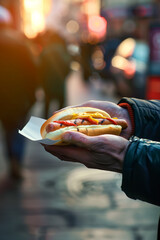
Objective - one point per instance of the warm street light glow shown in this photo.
(97, 26)
(33, 15)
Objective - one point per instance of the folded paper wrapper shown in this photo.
(32, 131)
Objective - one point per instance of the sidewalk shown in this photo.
(66, 201)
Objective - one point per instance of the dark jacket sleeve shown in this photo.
(146, 117)
(141, 169)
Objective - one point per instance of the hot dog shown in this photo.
(87, 120)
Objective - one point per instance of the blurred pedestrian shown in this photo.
(18, 84)
(54, 68)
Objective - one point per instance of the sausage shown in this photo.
(60, 124)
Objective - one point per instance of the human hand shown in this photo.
(114, 110)
(105, 152)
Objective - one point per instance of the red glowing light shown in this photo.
(97, 24)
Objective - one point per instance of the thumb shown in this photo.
(76, 138)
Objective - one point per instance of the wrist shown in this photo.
(128, 115)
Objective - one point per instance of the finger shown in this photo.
(75, 138)
(69, 153)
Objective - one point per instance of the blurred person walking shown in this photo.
(18, 84)
(54, 66)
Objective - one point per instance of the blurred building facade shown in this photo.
(97, 28)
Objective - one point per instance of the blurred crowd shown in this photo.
(44, 62)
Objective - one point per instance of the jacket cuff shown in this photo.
(131, 114)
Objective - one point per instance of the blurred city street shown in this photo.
(64, 201)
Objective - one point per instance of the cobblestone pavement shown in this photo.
(66, 201)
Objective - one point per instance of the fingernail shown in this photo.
(66, 137)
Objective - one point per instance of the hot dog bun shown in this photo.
(90, 130)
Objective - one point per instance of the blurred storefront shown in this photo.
(95, 29)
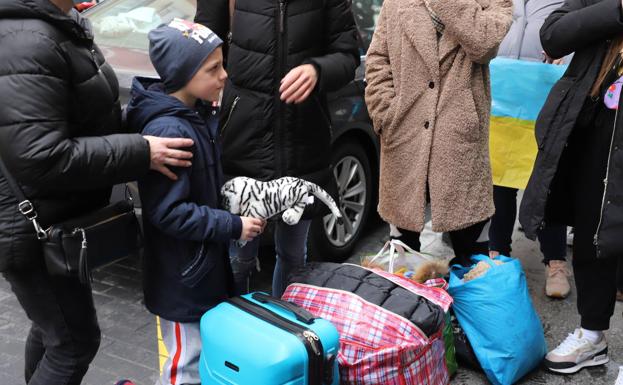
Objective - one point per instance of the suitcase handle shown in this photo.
(300, 313)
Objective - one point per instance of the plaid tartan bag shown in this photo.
(378, 347)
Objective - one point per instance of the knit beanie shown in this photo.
(179, 49)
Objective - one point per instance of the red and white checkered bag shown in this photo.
(378, 347)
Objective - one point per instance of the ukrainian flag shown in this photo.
(518, 90)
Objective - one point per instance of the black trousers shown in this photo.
(552, 238)
(64, 336)
(464, 242)
(587, 156)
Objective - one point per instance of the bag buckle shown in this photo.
(27, 209)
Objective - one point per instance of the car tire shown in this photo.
(327, 242)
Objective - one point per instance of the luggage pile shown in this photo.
(361, 325)
(391, 329)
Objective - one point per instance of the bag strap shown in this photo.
(24, 206)
(232, 8)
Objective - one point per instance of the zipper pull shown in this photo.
(313, 340)
(282, 14)
(84, 237)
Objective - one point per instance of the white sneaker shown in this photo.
(570, 236)
(575, 353)
(619, 380)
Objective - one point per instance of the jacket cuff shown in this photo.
(236, 227)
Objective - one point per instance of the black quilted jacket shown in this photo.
(262, 137)
(375, 289)
(59, 123)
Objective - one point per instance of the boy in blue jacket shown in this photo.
(186, 266)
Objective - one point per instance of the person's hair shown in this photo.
(611, 56)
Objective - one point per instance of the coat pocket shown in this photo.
(198, 267)
(470, 125)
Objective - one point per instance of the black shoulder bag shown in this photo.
(78, 245)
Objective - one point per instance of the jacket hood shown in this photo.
(149, 101)
(73, 23)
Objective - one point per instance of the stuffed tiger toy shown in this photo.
(248, 197)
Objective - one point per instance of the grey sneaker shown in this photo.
(575, 353)
(557, 281)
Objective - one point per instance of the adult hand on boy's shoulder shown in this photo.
(298, 84)
(167, 152)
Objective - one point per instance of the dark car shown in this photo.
(121, 28)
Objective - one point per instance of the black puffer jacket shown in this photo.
(59, 98)
(586, 28)
(374, 289)
(262, 137)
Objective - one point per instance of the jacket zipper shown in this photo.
(603, 199)
(309, 338)
(281, 62)
(231, 112)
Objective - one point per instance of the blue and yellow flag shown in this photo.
(519, 89)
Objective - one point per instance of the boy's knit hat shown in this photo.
(179, 49)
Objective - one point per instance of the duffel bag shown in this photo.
(401, 346)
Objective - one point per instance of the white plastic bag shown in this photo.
(397, 258)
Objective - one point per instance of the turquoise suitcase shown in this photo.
(257, 339)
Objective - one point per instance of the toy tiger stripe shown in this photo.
(252, 198)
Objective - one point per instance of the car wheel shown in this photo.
(329, 239)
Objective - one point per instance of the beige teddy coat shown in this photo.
(430, 103)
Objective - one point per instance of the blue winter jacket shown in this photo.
(186, 265)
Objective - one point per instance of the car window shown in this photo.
(125, 23)
(366, 13)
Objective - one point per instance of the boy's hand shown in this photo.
(165, 152)
(298, 84)
(251, 228)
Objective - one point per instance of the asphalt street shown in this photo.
(129, 347)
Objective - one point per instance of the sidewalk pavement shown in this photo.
(129, 346)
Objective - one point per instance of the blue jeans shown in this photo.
(291, 249)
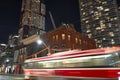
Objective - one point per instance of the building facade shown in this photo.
(32, 18)
(66, 38)
(100, 21)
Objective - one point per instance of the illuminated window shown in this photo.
(89, 35)
(80, 41)
(63, 36)
(76, 39)
(88, 31)
(53, 37)
(69, 37)
(112, 41)
(56, 37)
(111, 34)
(104, 38)
(107, 9)
(99, 46)
(98, 28)
(104, 2)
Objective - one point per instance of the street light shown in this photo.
(41, 42)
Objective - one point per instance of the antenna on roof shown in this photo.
(53, 23)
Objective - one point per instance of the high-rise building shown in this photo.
(100, 21)
(32, 18)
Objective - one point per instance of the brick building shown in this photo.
(66, 38)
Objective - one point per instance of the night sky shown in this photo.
(66, 11)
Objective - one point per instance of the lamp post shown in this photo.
(41, 42)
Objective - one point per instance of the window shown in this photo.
(76, 40)
(69, 37)
(56, 37)
(63, 36)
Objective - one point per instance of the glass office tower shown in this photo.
(100, 21)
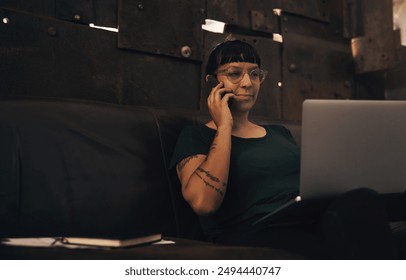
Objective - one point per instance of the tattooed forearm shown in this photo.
(211, 176)
(220, 192)
(182, 163)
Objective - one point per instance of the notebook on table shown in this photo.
(347, 144)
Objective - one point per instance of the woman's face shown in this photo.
(243, 81)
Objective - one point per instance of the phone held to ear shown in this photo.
(212, 82)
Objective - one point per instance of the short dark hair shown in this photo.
(231, 51)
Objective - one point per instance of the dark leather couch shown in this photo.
(82, 168)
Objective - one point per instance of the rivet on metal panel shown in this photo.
(186, 51)
(292, 67)
(52, 31)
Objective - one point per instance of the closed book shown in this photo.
(102, 242)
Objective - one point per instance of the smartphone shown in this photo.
(213, 82)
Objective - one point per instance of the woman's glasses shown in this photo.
(235, 75)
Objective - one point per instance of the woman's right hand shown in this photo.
(218, 106)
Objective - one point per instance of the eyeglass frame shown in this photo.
(225, 72)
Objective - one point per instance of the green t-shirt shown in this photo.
(264, 173)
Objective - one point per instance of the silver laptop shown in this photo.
(348, 144)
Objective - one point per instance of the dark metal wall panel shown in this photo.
(170, 27)
(45, 57)
(317, 63)
(80, 11)
(375, 50)
(99, 12)
(40, 7)
(254, 15)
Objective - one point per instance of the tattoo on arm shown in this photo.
(183, 162)
(211, 176)
(220, 192)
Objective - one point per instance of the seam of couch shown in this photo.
(174, 212)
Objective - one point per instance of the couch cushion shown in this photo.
(81, 168)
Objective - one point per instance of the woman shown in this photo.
(233, 170)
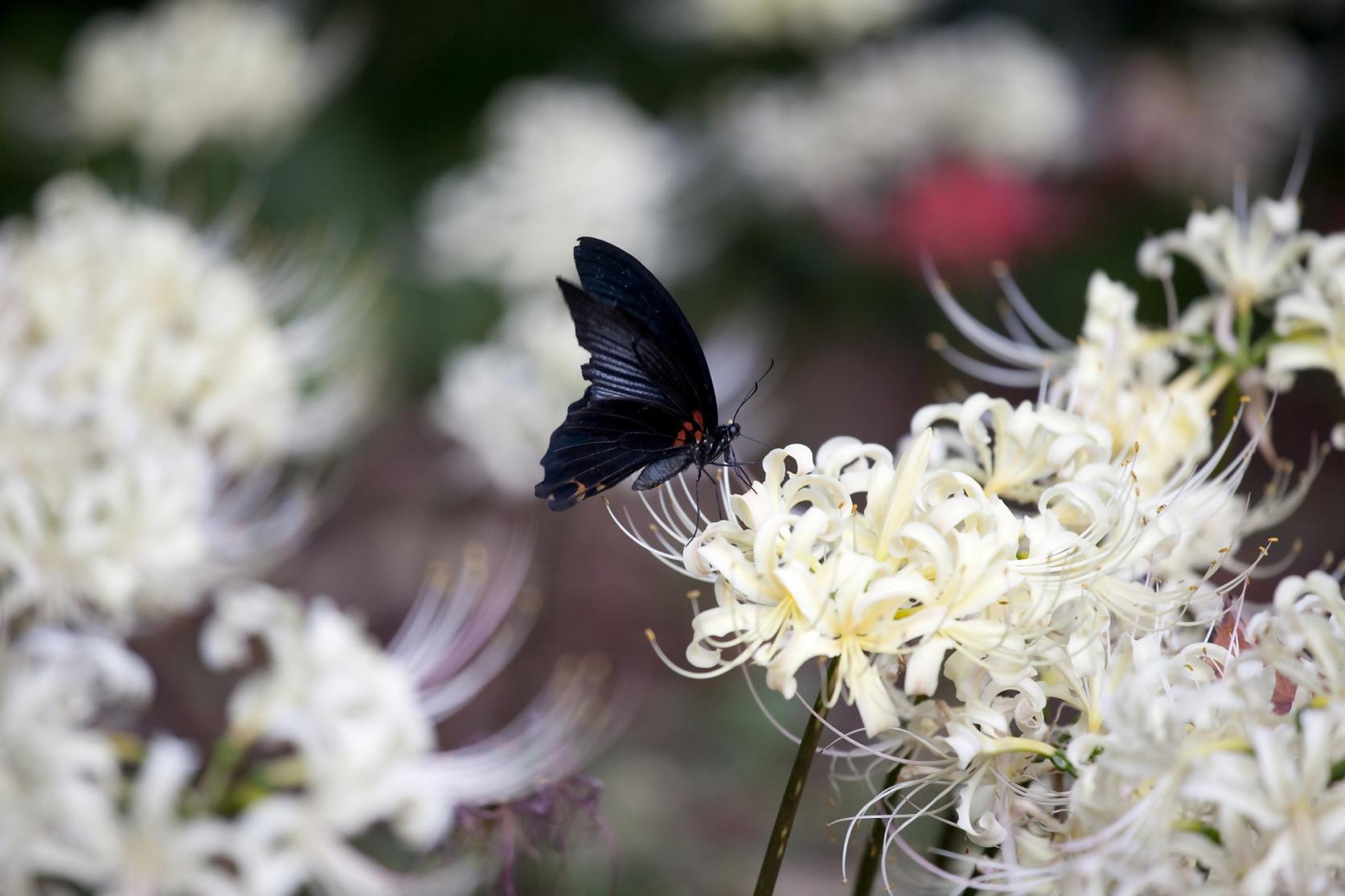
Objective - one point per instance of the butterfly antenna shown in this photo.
(755, 387)
(697, 528)
(740, 471)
++++++++
[WORK INSTRUCTIONS]
Set every entry down again exactly as written, and omit the images.

[ANSWER TO THIS TASK]
Objective - one point per instance of the warm street light glow shown in this photo.
(97, 26)
(33, 15)
Objective - one point per instance of the folded paper wrapper shown in this photo.
(32, 131)
Objective - one point per instance of the sidewalk shown in this photo.
(66, 201)
Objective - one point per instance of the dark jacket sleeve shown in this photo.
(146, 117)
(141, 169)
Objective - one point per instance of the hot dog shown in this photo.
(87, 120)
Objective - one point per instance of the blurred pedestrian shown in this photo.
(18, 84)
(54, 68)
Objective - one point per instance of the sausage shown in this photo.
(60, 124)
Objective - one point per instance of the human hand shown in this photo.
(114, 110)
(105, 152)
Objective - one point per instance of the red glowing light shown in this photo.
(97, 24)
Objective - one point per instance of the thumb shown in this photo.
(76, 138)
Objective - one point per instance of the wrist shown in this photo.
(128, 115)
Objective - one point per instance of the finger shown in this photo.
(75, 138)
(69, 153)
Objective - one point per instance of the blurred person walking shown in this photo.
(18, 84)
(54, 66)
Objective - one point per instance of the blurred building facade shown in this photo.
(97, 28)
Objective - one point per instance of the blurred crowd shown in this photo.
(44, 62)
Objective - one point per instance of the jacket cuff shown in this photo.
(131, 114)
Objective - one point per instance of the blurred city street shown in this photo.
(64, 201)
Objective - one point per instance of the cobblestone pavement shown in this photo.
(66, 201)
Objective - one point per instance of the fingernail shown in this photo.
(66, 137)
Objective - one point per instance of the hot dog bun shown in this photo.
(90, 130)
Objective - one point per instance of the blurred storefront shown in this photo.
(95, 29)
Objective - one point per instance of the suitcase handle shown in this photo.
(300, 313)
Objective - one point per instance of the plaid tartan bag shown in this photo.
(378, 347)
Objective - one point per instance of the knit beanie shown in this photo.
(179, 49)
Objective - one point per instance of the red and white checkered bag shown in this photo.
(378, 347)
Objective - one point per instance of the ukrainian flag shown in this photo.
(518, 90)
Objective - one point per instance of the black trousers shown in this photo.
(552, 238)
(64, 336)
(464, 242)
(587, 156)
Objective - one point per instance of the bag buckle shown in this photo.
(27, 209)
Objective - one point per instance of the car tire shown in this photo.
(327, 242)
Objective - one point per instance of the luggage pile shown in this photo.
(361, 325)
(391, 329)
Objective - one point per instance of the bag strap shown in this photo.
(24, 206)
(232, 8)
Objective - one point per instance of the zipper pull shown in this photo.
(313, 340)
(282, 14)
(84, 237)
Objective - one point per instance of the white sneaker shown in this photo.
(570, 236)
(575, 353)
(619, 380)
Objective - one point per instance of the jacket cuff shown in this photo.
(236, 227)
Objective - one point per instance of the black quilted jacket shown in this photo.
(262, 137)
(375, 289)
(59, 123)
Objective - one point per instance of the boy in blue jacket shown in this photo.
(186, 266)
Objective - one point per instance of the person's hair shown in this photo.
(611, 56)
Objective - one point per instance of the coat pocket shown in this photo.
(198, 267)
(470, 125)
Objective - one point per instance of the black shoulder bag shown in this photo.
(78, 245)
Objective - one point per instance of the jacket hood shown in this photo.
(149, 101)
(73, 23)
Objective - one point per instance of the stuffed tiger toy shown in this photo.
(248, 197)
Objective - one point per instance of the grey sneaker shown in this photo.
(575, 353)
(557, 281)
Objective - one point per instance of the adult hand on boy's shoulder shown in this photo.
(298, 84)
(167, 152)
Objective - one point per instance of the dark car shown in this photo.
(121, 28)
Objective - one point per instance of the black puffer jacket shown in this photo.
(59, 98)
(586, 28)
(374, 289)
(262, 137)
Objective - one point per instance of the jacket zipper shown in this photo.
(603, 199)
(309, 338)
(281, 62)
(231, 112)
Objective - one point per instance of the blue and yellow flag shown in this photo.
(519, 89)
Objective - one point per instance of the boy's knit hat shown in this photo.
(179, 49)
Objective - one point per instance of the duffel bag shown in this photo.
(401, 346)
Objective - one point per instance of the white plastic bag shown in this photo.
(397, 258)
Objective - one point per instance of the turquoise suitcase shown in this photo.
(257, 339)
Objective - one point per instance of the toy tiger stripe shown in this photo.
(252, 198)
Objective - one point per instance of the car wheel shown in this photo.
(329, 239)
Objective - one point per instance of the beige teddy coat shown in this photo.
(430, 103)
Objective - one point per instance of the blue winter jacket shown in this photo.
(186, 265)
Objective - one point per instance of the car window shown in this photo.
(125, 23)
(366, 13)
Objective - one point per instance of the boy's hand shown in this photo.
(165, 152)
(298, 84)
(251, 228)
Objective - one point per instance of the asphalt street shown in this photo.
(129, 347)
Objective - one point per instance of the sidewalk pavement shown in this photo.
(129, 346)
Objective - one point per instance of the blue jeans shown in this photo.
(291, 249)
Objective - one point per instance of the building facade shown in this photo.
(32, 18)
(66, 38)
(100, 21)
Objective - one point per instance of the illuminated window shown in this photo.
(89, 35)
(80, 41)
(63, 36)
(76, 39)
(88, 31)
(53, 37)
(69, 37)
(112, 41)
(56, 37)
(111, 34)
(104, 38)
(107, 9)
(99, 46)
(98, 28)
(104, 2)
Objective - one point per instance of the street light shown in this photo.
(41, 42)
Objective - one point per instance of the antenna on roof shown in this photo.
(53, 23)
Objective - one point per instance of the high-rise building shown in this photo.
(100, 21)
(32, 18)
Objective - one point per instance of the brick building shown in this photo.
(66, 38)
Objective - one point per instance of the night sky shown in this photo.
(66, 11)
Objective - one point per instance of the lamp post shown in this photo.
(41, 42)
Objective - one point per instance of the window shown in this photo.
(76, 40)
(69, 37)
(56, 37)
(63, 36)
Objective - one point per instance of the glass office tower shown in this photo.
(100, 21)
Objective - one point per instance of the tattooed forearm shown in this photo.
(211, 176)
(220, 192)
(182, 163)
Objective - one point per instance of the notebook on table shown in this photo.
(347, 144)
Objective - one point per instance of the woman's face shown in this photo.
(243, 81)
Objective - one point per instance of the phone held to ear shown in this photo.
(212, 82)
Objective - one point per instance of the short dark hair shown in this photo.
(231, 51)
Objective - one point per instance of the dark leather couch shown in this photo.
(82, 168)
Objective - one point per instance of the rivet on metal panel shown in this photo.
(186, 51)
(292, 67)
(52, 31)
Objective - one point per instance of the closed book shown in this photo.
(102, 242)
Objective - one point per instance of the smartphone shown in this photo.
(213, 82)
Objective - one point per instance of the woman's glasses shown in this photo.
(235, 75)
Objective - one point per instance of the woman's right hand shown in this photo.
(218, 106)
Objective - one point per instance of the eyeglass frame shown in this photo.
(225, 72)
Objective - one point per instance of the green t-shirt shown in this photo.
(264, 173)
Objective - one point per instance of the silver laptop shown in this photo.
(348, 144)
Objective - one point per instance of the dark metal wall panel shown in this photo.
(170, 27)
(45, 57)
(317, 63)
(80, 11)
(375, 50)
(99, 12)
(40, 7)
(254, 15)
Objective - one point per instance of the tattoo on arm shown in this photo.
(183, 162)
(211, 176)
(220, 192)
Objective - one point per instance of the seam of couch shown in this photo.
(174, 212)
Objective - one point per instance of the couch cushion shown in this photo.
(81, 168)
Objective - one point per instance of the woman shown in this photo.
(233, 170)
Objective - one point per instance of the butterfly antenna shown in this photo.
(755, 387)
(697, 528)
(740, 471)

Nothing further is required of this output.